Document text.
== Segment start ==

December 3 is the annual International Day of Persons with Disabilities and aims to promote an understanding of disability issues and mobilize support for the rights, dignity and well-being of persons with disabilities – including children. It also celebrates the benefits for the whole society when persons with disabilities are included in every aspect of life.
Canada agreed to provide for the full human rights of children with disabilities to live life in dignity and reach their fullest potential when it signed the UN Convention on the Rights of the Child in 1989. This Convention was the first international human rights treaty to include an explicit focus on disability. The Convention provides both universal protection of the rights of children with disabilities and special attention to the needs of children with disabilities in realizing those universal rights.
Since then, Canada has made progress in fulfilling the rights of children with disabilities including improving access to education, mental health services and financial supports for families. Yet there is evidence of continuing discrimination against children with disabilities that impacts their dignity, survival, development to fullest potential and inclusion in social life – often at great human and financial cost to their families, and to the rest of society.
When Canada signed the Convention on the Rights of Persons with Disabilities in 2009, it signaled a stronger commitment to ensure that children with disabilities fully enjoy all human rights and fundamental freedoms on an equal basis with other children.
Despite advances in legislation, policies and services, the rights of children with disabilities are still not being fully realized.
Children with Disabilities in Canada
- There are close to 200,000 children with disabilities under age 15.

== Segment end ==

Information shown.

== Segment start ==

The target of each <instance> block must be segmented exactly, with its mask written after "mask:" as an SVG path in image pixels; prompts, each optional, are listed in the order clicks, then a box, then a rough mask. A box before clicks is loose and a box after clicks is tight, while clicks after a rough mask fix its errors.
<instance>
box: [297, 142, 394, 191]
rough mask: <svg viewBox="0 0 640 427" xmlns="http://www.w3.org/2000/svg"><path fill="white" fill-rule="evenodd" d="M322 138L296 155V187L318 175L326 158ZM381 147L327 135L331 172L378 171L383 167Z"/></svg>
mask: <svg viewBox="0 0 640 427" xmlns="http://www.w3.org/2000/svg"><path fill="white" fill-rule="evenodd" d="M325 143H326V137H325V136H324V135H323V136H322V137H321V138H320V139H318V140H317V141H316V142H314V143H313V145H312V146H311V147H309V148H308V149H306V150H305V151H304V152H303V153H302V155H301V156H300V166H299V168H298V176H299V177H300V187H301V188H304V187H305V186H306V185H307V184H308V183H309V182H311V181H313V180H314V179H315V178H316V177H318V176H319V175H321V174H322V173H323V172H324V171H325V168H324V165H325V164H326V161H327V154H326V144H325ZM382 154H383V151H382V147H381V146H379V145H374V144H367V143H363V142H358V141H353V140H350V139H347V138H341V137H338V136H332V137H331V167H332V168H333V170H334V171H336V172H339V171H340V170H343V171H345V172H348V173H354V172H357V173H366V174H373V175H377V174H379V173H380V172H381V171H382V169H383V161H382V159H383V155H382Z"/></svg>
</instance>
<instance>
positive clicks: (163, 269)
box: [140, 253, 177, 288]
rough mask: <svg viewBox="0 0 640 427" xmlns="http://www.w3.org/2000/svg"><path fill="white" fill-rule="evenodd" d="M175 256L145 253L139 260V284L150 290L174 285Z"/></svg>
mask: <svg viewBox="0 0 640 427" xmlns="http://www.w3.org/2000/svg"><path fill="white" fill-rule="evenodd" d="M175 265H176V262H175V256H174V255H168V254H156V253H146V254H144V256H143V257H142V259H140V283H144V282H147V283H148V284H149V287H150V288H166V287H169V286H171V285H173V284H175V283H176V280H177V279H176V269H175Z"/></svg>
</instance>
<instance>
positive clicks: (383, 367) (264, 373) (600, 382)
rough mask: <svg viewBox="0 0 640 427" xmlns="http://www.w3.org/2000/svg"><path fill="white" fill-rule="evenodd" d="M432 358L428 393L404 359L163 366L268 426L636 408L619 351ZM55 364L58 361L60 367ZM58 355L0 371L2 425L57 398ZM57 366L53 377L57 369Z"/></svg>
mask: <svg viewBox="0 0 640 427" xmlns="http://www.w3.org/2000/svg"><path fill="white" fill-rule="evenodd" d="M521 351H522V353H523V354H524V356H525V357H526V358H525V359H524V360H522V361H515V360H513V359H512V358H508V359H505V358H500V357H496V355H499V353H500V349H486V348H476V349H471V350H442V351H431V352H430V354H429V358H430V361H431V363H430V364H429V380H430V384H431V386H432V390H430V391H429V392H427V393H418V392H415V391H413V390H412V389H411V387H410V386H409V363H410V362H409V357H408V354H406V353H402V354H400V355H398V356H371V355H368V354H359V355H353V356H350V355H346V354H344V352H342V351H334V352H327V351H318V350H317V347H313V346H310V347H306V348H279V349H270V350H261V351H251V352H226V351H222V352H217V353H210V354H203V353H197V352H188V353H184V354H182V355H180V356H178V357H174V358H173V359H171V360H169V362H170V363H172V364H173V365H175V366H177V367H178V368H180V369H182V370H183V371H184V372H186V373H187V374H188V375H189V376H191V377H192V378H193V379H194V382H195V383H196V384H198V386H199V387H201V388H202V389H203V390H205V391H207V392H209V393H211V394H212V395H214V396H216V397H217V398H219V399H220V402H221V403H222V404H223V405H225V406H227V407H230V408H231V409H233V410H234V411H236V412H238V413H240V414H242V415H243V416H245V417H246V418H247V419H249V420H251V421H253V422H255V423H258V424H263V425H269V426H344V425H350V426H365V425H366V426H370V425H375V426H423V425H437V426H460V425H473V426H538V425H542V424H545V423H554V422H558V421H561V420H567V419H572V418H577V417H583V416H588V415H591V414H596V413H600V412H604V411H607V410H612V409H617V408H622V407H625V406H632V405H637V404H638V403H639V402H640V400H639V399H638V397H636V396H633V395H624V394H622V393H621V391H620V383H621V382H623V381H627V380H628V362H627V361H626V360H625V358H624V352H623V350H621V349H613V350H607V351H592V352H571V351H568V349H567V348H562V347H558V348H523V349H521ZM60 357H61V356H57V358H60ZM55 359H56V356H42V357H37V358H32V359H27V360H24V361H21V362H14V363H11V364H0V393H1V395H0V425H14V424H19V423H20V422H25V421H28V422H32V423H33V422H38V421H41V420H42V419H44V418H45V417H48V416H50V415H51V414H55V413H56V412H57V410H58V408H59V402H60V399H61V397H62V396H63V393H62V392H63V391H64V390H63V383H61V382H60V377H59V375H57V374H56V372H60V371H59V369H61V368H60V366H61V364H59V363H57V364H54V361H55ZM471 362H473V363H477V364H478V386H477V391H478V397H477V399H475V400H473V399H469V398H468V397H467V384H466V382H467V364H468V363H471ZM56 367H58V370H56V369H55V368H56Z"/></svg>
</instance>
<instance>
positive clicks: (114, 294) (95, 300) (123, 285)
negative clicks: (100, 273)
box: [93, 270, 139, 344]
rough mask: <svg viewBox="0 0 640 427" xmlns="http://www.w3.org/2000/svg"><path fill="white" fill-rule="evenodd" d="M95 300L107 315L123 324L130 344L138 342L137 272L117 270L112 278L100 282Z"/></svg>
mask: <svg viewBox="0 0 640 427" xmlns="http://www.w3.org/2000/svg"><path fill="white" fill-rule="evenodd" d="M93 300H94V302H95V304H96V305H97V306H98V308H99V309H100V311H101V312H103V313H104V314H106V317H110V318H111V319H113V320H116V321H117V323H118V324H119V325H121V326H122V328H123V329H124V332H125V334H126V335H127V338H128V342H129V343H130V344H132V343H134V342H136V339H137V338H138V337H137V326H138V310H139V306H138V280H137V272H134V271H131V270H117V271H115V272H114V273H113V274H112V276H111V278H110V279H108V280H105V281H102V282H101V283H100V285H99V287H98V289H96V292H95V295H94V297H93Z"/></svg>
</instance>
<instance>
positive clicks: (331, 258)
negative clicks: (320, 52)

== Segment end ==

Work instructions.
A - Answer these from the disability rights text:
(i) In what year did Canada sign the UN Convention on the Rights of the Child?
(ii) In what year did Canada sign the Convention on the Rights of Persons with Disabilities?
(iii) About how many children with disabilities under age 15 are there in Canada?
B - Rename "mental health services" to "counseling services" and give the part of the disability rights text that opens with the words containing "Since then, Canada" and closes with "rest of society.".
The entries aren't needed for this work.

Responses.
A -
(i) 1989
(ii) 2009
(iii) Close to 200,000

B -
Since then, Canada has made progress in fulfilling the rights of children with disabilities including improving access to education, counseling services and financial supports for families. Yet there is evidence of continuing discrimination against children with disabilities that impacts their dignity, survival, development to fullest potential and inclusion in social life – often at great human and financial cost to their families, and to the rest of society.